• _HOW TO COMPLETE THIS TASK_
Return all the lines below in which the string "surface" appears.

---+---

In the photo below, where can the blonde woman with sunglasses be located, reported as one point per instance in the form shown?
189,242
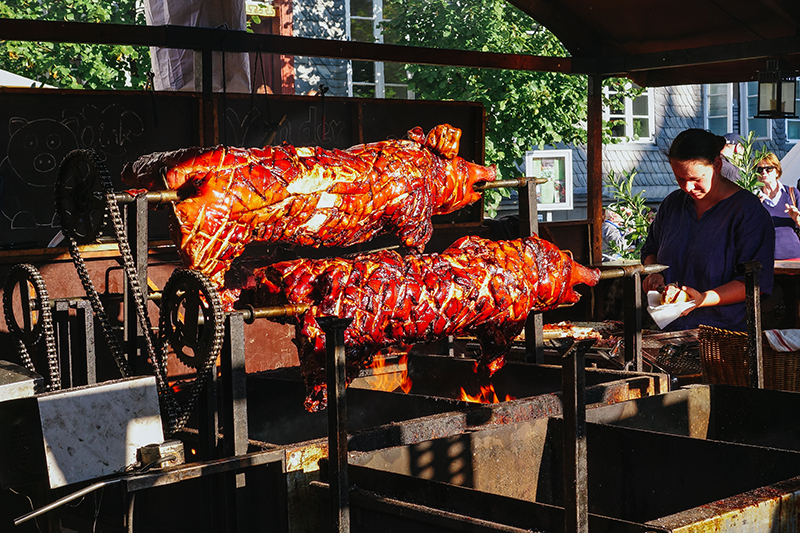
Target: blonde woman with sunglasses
781,202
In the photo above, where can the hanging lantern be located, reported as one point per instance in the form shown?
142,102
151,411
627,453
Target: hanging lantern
776,92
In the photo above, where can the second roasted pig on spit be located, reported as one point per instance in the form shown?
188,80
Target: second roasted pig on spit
308,196
476,287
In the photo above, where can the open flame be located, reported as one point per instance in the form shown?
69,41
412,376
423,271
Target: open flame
487,394
390,376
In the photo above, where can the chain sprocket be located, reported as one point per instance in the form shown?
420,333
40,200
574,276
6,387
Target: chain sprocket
33,307
84,167
191,317
80,196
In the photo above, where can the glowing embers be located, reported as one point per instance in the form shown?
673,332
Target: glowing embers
389,372
486,394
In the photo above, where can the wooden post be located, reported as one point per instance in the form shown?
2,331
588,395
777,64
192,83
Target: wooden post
594,167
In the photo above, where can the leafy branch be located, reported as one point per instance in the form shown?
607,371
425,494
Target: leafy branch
634,216
746,159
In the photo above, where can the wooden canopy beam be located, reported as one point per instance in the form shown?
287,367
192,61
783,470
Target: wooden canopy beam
214,39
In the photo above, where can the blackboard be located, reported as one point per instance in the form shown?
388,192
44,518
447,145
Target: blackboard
40,127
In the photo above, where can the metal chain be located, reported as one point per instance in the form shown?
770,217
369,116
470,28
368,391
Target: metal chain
177,414
46,319
203,372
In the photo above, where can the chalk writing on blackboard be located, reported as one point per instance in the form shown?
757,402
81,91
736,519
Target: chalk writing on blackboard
36,148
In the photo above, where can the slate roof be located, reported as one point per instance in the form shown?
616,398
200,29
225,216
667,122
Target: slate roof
323,19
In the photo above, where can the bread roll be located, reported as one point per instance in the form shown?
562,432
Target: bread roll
672,294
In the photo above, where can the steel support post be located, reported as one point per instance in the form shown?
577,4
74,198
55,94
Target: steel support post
755,359
632,290
529,226
137,233
337,421
573,376
75,342
233,414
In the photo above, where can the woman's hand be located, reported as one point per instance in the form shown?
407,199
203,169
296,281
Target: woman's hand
653,282
794,213
696,296
729,293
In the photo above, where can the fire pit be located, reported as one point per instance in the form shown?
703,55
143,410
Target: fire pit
434,403
509,478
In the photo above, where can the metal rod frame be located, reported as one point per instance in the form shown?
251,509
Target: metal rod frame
337,421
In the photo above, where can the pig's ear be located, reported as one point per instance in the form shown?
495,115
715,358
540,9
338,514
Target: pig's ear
417,135
443,139
15,124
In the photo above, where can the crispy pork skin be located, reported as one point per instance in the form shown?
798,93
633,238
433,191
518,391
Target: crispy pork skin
308,196
476,287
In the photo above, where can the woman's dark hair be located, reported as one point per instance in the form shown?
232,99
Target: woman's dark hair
696,144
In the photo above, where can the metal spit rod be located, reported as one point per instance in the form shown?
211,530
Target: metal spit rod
513,182
630,270
153,197
172,195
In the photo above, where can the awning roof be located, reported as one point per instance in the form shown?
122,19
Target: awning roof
673,42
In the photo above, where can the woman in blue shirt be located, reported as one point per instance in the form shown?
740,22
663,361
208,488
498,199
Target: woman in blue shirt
702,231
780,201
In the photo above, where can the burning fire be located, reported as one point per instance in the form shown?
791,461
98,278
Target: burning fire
390,377
486,395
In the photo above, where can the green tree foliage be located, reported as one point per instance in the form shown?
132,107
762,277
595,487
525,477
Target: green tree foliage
75,66
524,109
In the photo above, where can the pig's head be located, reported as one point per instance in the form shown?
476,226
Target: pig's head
453,177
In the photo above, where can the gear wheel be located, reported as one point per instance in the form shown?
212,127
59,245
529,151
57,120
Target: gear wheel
80,198
192,320
33,308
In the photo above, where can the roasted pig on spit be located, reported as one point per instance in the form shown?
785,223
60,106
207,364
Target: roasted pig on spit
476,287
308,196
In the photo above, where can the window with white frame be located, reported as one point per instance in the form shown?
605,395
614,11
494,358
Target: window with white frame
793,124
633,117
718,103
762,127
367,78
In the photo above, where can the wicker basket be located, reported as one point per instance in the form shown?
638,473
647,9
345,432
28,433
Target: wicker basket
723,355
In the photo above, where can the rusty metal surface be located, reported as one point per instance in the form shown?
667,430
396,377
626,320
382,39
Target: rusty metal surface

---+---

• _RESULT FOR THIS EXERCISE_
In the photo above, where can the rusty metal surface be located, reported as one point per instance in the form shown?
Target: rusty metal surface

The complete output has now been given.